原文:
::::::

这部分内容分析到此为止,ClickHouse对聚合函数的封装可以参考这篇文章


ClickHouse 聚合流程的实现

  • Aggregator::Params类 Aggregator::Params类Aggregator的内部类。这个类是整个聚合过程之中最重要的类,查询解析优化后生成聚合查询的执行计划。 而对应的执行计划的参数都通过Aggregator::Params类来初始化,比如那些列要进行聚合,选取的聚合算子等等,并传递给对应的Aggregator来实现对应的聚合逻辑。
 struct Params
    {
        /// Data structure of source blocks.
        Block src_header;
        /// Data structure of intermediate blocks before merge.
        Block intermediate_header;

        /// What to count.
        const ColumnNumbers keys;
        const AggregateDescriptions aggregates;
        const size_t keys_size;
        const size_t aggregates_size;

        /// The settings of approximate calculation of GROUP BY.
        const bool overflow_row;    /// Do we need to put into AggregatedDataVariants::without_key aggregates for keys that are not in max_rows_to_group_by.
        const size_t max_rows_to_group_by;
        const OverflowMode group_by_overflow_mode;



        /// Settings to flush temporary data to the filesystem (external aggregation).
        const size_t max_bytes_before_external_group_by;        /// 0 - do not use external aggregation.

        /// Return empty result when aggregating without keys on empty set.
        bool empty_result_for_aggregation_by_empty_set;

        VolumePtr tmp_volume;

        /// Settings is used to determine cache size. No threads are created.
        size_t max_threads;

        const size_t min_free_disk_space;
        Params(
            const Block & src_header_,
            const ColumnNumbers & keys_, const AggregateDescriptions & aggregates_,
            bool overflow_row_, size_t max_rows_to_group_by_, OverflowMode group_by_overflow_mode_,
            size_t group_by_two_level_threshold_, size_t group_by_two_level_threshold_bytes_,
            size_t max_bytes_before_external_group_by_,
            bool empty_result_for_aggregation_by_empty_set_,
            VolumePtr tmp_volume_, size_t max_threads_,
            size_t min_free_disk_space_)

::::::

数据集:
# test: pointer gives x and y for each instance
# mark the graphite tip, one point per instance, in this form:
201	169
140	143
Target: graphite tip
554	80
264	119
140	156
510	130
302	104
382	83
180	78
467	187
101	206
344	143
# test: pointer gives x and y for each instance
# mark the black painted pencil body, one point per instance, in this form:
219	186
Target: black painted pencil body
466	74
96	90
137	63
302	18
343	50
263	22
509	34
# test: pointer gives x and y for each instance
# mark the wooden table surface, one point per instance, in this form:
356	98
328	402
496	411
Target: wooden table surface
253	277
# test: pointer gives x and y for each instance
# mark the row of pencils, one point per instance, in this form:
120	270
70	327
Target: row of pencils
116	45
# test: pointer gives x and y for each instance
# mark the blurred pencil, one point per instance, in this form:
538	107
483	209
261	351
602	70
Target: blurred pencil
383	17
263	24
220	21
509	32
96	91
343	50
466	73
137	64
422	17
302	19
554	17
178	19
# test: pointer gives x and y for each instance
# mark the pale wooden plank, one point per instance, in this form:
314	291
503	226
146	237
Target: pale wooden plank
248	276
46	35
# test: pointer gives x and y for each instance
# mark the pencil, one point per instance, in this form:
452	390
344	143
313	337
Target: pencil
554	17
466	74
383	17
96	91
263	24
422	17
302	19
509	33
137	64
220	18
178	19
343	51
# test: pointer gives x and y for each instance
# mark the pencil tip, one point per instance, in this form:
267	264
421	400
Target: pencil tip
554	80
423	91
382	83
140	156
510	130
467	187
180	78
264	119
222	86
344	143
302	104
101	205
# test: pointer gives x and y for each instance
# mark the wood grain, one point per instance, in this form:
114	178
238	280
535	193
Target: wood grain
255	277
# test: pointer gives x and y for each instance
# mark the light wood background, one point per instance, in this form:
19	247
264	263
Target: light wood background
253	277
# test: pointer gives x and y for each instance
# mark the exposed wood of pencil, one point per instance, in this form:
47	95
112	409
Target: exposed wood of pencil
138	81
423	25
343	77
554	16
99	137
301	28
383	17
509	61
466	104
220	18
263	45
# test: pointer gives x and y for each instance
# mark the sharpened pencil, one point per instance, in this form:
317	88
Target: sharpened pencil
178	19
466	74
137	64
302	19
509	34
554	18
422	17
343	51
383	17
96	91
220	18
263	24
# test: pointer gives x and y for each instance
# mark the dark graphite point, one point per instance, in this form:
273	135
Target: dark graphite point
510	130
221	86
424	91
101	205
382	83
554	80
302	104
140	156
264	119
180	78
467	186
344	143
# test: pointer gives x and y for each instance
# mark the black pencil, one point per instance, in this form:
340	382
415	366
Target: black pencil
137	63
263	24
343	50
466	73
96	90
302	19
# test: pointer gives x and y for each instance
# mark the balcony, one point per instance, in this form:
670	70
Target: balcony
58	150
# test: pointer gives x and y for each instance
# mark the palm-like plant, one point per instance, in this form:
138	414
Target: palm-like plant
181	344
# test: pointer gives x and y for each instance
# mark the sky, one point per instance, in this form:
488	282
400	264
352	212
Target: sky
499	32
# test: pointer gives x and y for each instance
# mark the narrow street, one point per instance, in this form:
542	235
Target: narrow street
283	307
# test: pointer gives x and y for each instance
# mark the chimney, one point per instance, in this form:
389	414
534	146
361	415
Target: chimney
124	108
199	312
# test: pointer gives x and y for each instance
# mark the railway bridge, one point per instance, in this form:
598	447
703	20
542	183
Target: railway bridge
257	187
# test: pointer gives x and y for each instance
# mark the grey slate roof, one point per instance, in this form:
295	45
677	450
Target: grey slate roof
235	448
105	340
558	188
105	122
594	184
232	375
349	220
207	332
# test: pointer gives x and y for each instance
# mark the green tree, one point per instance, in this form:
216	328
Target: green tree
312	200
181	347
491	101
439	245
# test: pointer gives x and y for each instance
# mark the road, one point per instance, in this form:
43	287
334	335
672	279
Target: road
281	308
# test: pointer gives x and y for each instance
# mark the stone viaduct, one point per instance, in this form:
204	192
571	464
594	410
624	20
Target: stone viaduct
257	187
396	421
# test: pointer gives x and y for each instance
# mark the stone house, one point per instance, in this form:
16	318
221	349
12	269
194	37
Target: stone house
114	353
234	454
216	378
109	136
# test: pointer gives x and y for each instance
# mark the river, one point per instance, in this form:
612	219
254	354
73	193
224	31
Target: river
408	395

::::::

练习说明: 这篇讲 ClickHouse 聚合流程实现的原文只写到一半，从它最后一行之后接着往下写。

练习解答:
            : src_header(src_header_),
            keys(keys_), aggregates(aggregates_), keys_size(keys.size()), aggregates_size(aggregates.size()),
            overflow_row(overflow_row_), max_rows_to_group_by(max_rows_to_group_by_), group_by_overflow_mode(group_by_overflow_mode_),
            group_by_two_level_threshold(group_by_two_level_threshold_), group_by_two_level_threshold_bytes(group_by_two_level_threshold_bytes_),
            max_bytes_before_external_group_by(max_bytes_before_external_group_by_),
            empty_result_for_aggregation_by_empty_set(empty_result_for_aggregation_by_empty_set_),
            tmp_volume(tmp_volume_), max_threads(max_threads_),
            min_free_disk_space(min_free_disk_space_)
        {
        }

        /// Only parameters that matter during merge.
        Params(const Block & intermediate_header_,
            const ColumnNumbers & keys_, const AggregateDescriptions & aggregates_, bool overflow_row_, size_t max_threads_)
            : Params(Block(), keys_, aggregates_, overflow_row_, 0, OverflowMode::THROW, 0, 0, 0, false, nullptr, max_threads_, 0)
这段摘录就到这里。